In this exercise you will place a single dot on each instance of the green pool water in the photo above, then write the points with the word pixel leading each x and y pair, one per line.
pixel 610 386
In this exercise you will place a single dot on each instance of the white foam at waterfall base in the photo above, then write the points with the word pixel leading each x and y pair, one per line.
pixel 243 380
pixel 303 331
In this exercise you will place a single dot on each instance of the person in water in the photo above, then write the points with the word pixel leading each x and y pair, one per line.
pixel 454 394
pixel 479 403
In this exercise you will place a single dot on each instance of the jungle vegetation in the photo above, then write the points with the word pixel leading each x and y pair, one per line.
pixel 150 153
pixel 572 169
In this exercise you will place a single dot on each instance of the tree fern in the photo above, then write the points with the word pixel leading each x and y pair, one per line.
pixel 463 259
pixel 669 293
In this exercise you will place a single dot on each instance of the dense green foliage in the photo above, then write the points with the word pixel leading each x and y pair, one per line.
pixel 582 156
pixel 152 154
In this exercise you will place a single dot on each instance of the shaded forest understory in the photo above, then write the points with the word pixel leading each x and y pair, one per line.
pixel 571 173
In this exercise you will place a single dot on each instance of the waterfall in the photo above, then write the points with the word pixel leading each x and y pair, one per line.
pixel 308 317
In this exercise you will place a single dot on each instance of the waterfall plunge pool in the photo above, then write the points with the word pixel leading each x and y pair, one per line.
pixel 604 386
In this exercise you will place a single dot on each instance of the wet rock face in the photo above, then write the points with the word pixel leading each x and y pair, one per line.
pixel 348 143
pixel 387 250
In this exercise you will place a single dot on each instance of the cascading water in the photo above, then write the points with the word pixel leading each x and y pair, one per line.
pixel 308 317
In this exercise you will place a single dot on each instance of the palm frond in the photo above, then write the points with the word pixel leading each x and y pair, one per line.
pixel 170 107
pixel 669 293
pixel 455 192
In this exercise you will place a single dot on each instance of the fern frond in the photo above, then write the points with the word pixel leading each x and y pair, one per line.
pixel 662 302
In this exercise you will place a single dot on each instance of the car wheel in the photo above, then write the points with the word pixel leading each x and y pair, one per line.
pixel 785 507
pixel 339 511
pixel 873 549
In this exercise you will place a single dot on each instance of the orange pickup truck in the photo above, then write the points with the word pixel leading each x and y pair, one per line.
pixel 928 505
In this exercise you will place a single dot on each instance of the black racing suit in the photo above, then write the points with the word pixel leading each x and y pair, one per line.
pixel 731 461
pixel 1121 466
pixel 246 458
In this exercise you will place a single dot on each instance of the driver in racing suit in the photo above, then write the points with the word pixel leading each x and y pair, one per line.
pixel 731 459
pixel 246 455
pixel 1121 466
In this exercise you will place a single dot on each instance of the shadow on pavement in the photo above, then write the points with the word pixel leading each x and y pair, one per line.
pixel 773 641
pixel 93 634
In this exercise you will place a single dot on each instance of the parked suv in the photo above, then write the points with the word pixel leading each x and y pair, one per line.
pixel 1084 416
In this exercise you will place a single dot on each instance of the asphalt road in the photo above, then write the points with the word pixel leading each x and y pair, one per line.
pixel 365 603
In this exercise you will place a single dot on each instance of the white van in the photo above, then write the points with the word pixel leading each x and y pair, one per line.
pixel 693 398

------------------------------------------------

### The request
Lay out every line of the listing above as a numbered list, leaving out any blank lines.

### Task result
1. In this exercise you will place a single dot on each instance of the green pool water in the photo above, then write the points with the word pixel leading each x and y pair, one per line.
2. pixel 610 386
3. In this exercise you will place a single dot on each instance of the white foam at waterfall base in the photo above, then write the points with the word pixel leading each x and y pair, one per line.
4. pixel 243 380
5. pixel 303 331
6. In this exercise you will place a single dot on each instance of the person in water in the photo above, then write the points with the word pixel leading each x and y pair, one per line.
7. pixel 454 394
8. pixel 479 403
9. In this exercise you will place a single dot on each instance of the jungle vegetation in the photo above, then write the points with the word pixel leading each x and y pair, one per line.
10. pixel 150 153
11. pixel 572 169
12. In this exercise you will place a single dot on each instance of the tree fern in the photo above, then write the points with the word pixel leading each x and y pair, one per line.
13. pixel 463 259
14. pixel 669 293
15. In this exercise you will place a single dot on each instance of the dense green foliage in the photo above, then write the points with the word pixel leading each x and y pair, one per line.
16. pixel 582 156
17. pixel 152 154
18. In this exercise you will place a single dot on each instance of the shaded forest understory in the photo above, then write the points with the word pixel leading each x and y pair, one per line.
19. pixel 571 173
20. In this exercise you will place a single dot on each instance of the waterfall in the photo above, then write the points with the word pixel leading each x and y pair, one per line.
21. pixel 308 317
22. In this exercise you will place a single dot on each instance of the waterfall plunge pool in the photo above, then write the points with the word pixel leading each x and y pair, one per line.
23. pixel 604 386
24. In this exercise you will place a single dot on each instance of the wet rock face in the photo above, then write the points with the word pixel leading each x and y pair, one per line.
25. pixel 348 143
26. pixel 387 250
27. In this exercise you will place a single dot on each instance of the cascading water in the photo above, then write the points with the word pixel leading each x and y pair, one per line.
28. pixel 308 317
29. In this exercise you will place a single dot on each instance of the palm frond in the photo above, then write the points with the word pixel leading each x and y pair, one per line.
30. pixel 170 107
31. pixel 669 293
32. pixel 455 192
33. In this exercise you will place a single dot on each instance of the fern frond in the photo above, then write the points with the word pixel leading each x and y pair, one per line.
34. pixel 662 302
35. In this exercise you will place a single dot on each instance of the car wheel in the photo above, then write the points with the word pixel leading each x and y pair, one per line.
36. pixel 785 507
37. pixel 339 511
38. pixel 873 549
39. In this exercise you will place a single dot on each instance of the orange pickup truck in the photo above, then write the points with the word pixel leading each x and y pair, one per line.
40. pixel 928 505
41. In this exercise you will place a single dot on each instance of the black racing suit in the photo above, then write the points with the word pixel leading each x and y pair, one per line.
42. pixel 731 461
43. pixel 1121 466
44. pixel 246 458
45. In this exercise you will place a single dot on each instance of the driver in racing suit in the photo above, then write the points with the word pixel leading each x and y pair, one per line.
46. pixel 731 459
47. pixel 246 455
48. pixel 1121 466
49. In this exercise you will place a single dot on each instance of the shadow on pavement in the photo above, then write the points with the word pixel leading each x and y pair, one per line.
50. pixel 773 641
51. pixel 93 634
52. In this exercise you will place a single dot on each instance of the parked suv in the photo above, then write the points with the word pixel leading each x and y pair, one per line.
53. pixel 1084 416
54. In this exercise you will place a single dot on each instance of the asphalt road in the photo above, then write the points with the word pixel leading each x and y pair, one per line.
55. pixel 365 603
56. In this exercise you will place a single dot on each instance of the white van in the photo above, then write the points with the word pixel leading each x and y pair, one per line.
57. pixel 693 398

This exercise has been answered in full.